* Problem to solve
Print the full listing exactly.

(Excerpts of location labeling data)
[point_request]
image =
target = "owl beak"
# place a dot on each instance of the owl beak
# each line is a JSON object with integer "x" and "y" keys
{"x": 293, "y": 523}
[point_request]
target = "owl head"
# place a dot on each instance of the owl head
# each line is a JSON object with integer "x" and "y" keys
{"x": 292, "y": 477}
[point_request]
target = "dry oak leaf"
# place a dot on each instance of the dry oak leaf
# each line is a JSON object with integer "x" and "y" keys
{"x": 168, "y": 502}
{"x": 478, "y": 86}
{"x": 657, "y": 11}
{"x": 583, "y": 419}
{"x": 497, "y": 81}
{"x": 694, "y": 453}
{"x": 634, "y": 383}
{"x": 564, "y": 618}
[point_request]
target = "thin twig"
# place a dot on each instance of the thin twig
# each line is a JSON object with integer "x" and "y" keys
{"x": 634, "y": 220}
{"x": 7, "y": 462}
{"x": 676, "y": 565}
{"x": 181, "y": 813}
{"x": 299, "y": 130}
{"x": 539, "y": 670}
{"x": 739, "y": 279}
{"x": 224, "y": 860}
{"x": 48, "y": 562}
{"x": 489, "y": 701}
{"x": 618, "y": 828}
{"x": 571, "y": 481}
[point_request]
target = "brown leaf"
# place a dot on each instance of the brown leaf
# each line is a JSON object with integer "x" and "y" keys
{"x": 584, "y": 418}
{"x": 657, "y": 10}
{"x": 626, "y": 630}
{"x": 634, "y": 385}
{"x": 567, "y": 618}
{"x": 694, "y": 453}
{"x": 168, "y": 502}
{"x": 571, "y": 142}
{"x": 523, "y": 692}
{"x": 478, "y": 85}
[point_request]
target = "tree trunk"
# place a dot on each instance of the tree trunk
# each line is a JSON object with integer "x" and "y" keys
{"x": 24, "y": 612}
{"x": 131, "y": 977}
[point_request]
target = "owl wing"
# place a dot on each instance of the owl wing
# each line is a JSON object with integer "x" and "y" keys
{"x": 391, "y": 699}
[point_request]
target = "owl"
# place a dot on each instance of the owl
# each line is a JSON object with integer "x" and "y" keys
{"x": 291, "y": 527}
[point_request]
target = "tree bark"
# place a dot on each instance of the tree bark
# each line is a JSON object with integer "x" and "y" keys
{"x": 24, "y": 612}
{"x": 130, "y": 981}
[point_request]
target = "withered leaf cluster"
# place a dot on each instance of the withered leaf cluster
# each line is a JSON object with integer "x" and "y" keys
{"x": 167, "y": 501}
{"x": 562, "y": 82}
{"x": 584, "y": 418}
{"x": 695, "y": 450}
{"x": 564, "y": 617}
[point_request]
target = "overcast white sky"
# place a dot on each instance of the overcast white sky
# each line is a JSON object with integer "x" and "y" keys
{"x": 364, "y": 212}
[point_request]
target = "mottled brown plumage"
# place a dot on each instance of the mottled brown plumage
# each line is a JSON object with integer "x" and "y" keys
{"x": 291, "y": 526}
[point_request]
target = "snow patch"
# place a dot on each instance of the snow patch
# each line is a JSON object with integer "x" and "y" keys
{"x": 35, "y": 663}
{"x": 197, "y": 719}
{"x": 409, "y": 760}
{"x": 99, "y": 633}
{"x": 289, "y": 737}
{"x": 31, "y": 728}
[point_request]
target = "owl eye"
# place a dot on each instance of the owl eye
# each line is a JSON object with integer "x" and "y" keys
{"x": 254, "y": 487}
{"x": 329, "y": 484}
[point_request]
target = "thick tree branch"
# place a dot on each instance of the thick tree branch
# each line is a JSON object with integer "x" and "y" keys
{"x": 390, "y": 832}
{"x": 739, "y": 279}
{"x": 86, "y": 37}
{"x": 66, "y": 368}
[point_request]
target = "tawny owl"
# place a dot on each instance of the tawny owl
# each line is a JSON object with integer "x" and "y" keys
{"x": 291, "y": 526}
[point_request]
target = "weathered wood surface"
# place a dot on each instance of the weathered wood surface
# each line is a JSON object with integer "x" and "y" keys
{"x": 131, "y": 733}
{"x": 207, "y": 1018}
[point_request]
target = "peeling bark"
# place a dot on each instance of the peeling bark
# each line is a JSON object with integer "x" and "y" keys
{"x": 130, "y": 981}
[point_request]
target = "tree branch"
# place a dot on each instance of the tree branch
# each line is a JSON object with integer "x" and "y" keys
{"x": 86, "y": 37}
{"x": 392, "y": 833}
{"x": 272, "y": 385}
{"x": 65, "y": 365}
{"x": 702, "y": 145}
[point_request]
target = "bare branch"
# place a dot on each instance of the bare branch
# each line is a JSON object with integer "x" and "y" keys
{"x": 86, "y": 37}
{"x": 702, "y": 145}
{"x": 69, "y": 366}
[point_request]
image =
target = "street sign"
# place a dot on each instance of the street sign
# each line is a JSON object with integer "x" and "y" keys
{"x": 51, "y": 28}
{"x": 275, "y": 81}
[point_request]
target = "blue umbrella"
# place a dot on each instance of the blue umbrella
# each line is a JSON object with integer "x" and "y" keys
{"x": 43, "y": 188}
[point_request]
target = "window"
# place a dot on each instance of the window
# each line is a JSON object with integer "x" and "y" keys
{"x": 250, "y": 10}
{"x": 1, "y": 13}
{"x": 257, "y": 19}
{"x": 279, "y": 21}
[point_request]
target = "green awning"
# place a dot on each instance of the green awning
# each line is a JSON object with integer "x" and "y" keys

* Reply to the task
[point_request]
image =
target = "owl beak"
# place a dot on each instance of the owl beak
# each line is a JSON object with integer "x" and "y" keys
{"x": 293, "y": 523}
[point_request]
target = "owl head"
# place a dot on each instance of the owl head
# each line is a JSON object with integer "x" and "y" keys
{"x": 292, "y": 477}
[point_request]
target = "dry oak leaf"
# place a dot on each instance of the dry oak leaf
# each line is a JSON object with integer "x" and "y" keys
{"x": 168, "y": 502}
{"x": 478, "y": 86}
{"x": 657, "y": 11}
{"x": 583, "y": 419}
{"x": 497, "y": 81}
{"x": 694, "y": 453}
{"x": 634, "y": 383}
{"x": 564, "y": 618}
[point_request]
target = "thin twig"
# place a dot on each instance of the thin twig
# each line is a JSON object with integer "x" and "y" keys
{"x": 634, "y": 220}
{"x": 7, "y": 462}
{"x": 676, "y": 565}
{"x": 181, "y": 813}
{"x": 299, "y": 130}
{"x": 539, "y": 670}
{"x": 739, "y": 279}
{"x": 224, "y": 860}
{"x": 48, "y": 562}
{"x": 489, "y": 701}
{"x": 618, "y": 828}
{"x": 571, "y": 481}
[point_request]
target = "brown leaf"
# place a dot on each instance of the brown leaf
# each line is a JSON object with integer "x" and "y" keys
{"x": 584, "y": 418}
{"x": 657, "y": 10}
{"x": 626, "y": 630}
{"x": 634, "y": 385}
{"x": 567, "y": 618}
{"x": 694, "y": 453}
{"x": 168, "y": 502}
{"x": 571, "y": 142}
{"x": 523, "y": 692}
{"x": 478, "y": 85}
[point_request]
target = "tree trunk"
# place a dot on each instance of the tree trunk
# each line is a JSON object with integer "x" and "y" keys
{"x": 24, "y": 612}
{"x": 131, "y": 977}
[point_request]
target = "owl wing"
# place a dot on each instance of the owl wing
# each line is a JSON object with integer "x" and "y" keys
{"x": 391, "y": 699}
[point_request]
target = "owl"
# place a dot on each instance of the owl
# each line is a JSON object with integer "x" and "y" keys
{"x": 291, "y": 527}
[point_request]
target = "tree bark"
# place a dot on each instance of the tree bark
# each line is a JSON object with integer "x" and "y" keys
{"x": 24, "y": 612}
{"x": 130, "y": 981}
[point_request]
target = "withered leaf cluster"
# place a dot on each instance of the withered leaf cluster
# each line is a JSON object with integer "x" and "y" keys
{"x": 167, "y": 501}
{"x": 562, "y": 82}
{"x": 584, "y": 418}
{"x": 695, "y": 450}
{"x": 564, "y": 617}
[point_request]
target = "overcast white sky"
# place a dot on each instance of the overcast white sky
# each line is a JSON object with integer "x" and "y" keys
{"x": 364, "y": 212}
[point_request]
target = "mottled brown plumage"
# place a dot on each instance of the mottled brown plumage
# each line is a JSON object with integer "x" and "y" keys
{"x": 291, "y": 526}
[point_request]
target = "snow patch"
# place a dot on each instance of the snow patch
# each line is a JSON object with integer "x" and "y" keys
{"x": 35, "y": 663}
{"x": 197, "y": 719}
{"x": 409, "y": 760}
{"x": 99, "y": 633}
{"x": 289, "y": 737}
{"x": 31, "y": 728}
[point_request]
target = "owl eye"
# place a dot on each instance of the owl eye
# each line is a JSON object with integer "x" and "y" keys
{"x": 254, "y": 487}
{"x": 329, "y": 484}
[point_request]
target = "thick tree branch"
# place a dot on each instance of the thick tree branch
# each line is a JSON object with integer "x" and "y" keys
{"x": 390, "y": 832}
{"x": 739, "y": 279}
{"x": 86, "y": 37}
{"x": 66, "y": 368}
[point_request]
target = "tawny owl"
# place a dot on each instance of the tawny owl
# each line is a JSON object with integer "x" and "y" keys
{"x": 291, "y": 526}
[point_request]
target = "weathered wood surface"
# place a dot on each instance of the weathered wood surface
# each line is a JSON object with integer "x" and "y" keys
{"x": 131, "y": 733}
{"x": 207, "y": 1018}
[point_request]
target = "peeling bark"
# place a dot on each instance of the peeling bark
# each line is a JSON object with integer "x" and "y" keys
{"x": 130, "y": 981}
[point_request]
target = "tree branch"
# place a dot on each instance of the tree branch
# each line is a JSON object with integer "x" and "y" keys
{"x": 86, "y": 37}
{"x": 392, "y": 833}
{"x": 272, "y": 385}
{"x": 65, "y": 365}
{"x": 702, "y": 145}
[point_request]
target = "bare branch"
# place a dot on each instance of the bare branch
# each line is a JSON object with integer "x" and "y" keys
{"x": 86, "y": 37}
{"x": 702, "y": 145}
{"x": 69, "y": 366}
[point_request]
image =
target = "street sign"
# place a dot on each instance of the street sign
# each line is a JSON object with integer "x" and "y" keys
{"x": 51, "y": 28}
{"x": 275, "y": 81}
[point_request]
target = "blue umbrella"
# place a dot on each instance of the blue umbrella
# each line is a JSON object with integer "x" and "y" keys
{"x": 43, "y": 188}
[point_request]
target = "window"
# place a dot on each instance of the window
# each line is a JSON object with integer "x" and "y" keys
{"x": 250, "y": 10}
{"x": 1, "y": 13}
{"x": 257, "y": 19}
{"x": 279, "y": 21}
[point_request]
target = "green awning"
# place a dot on each instance of the green awning
# each line is a JSON object with integer "x" and "y" keys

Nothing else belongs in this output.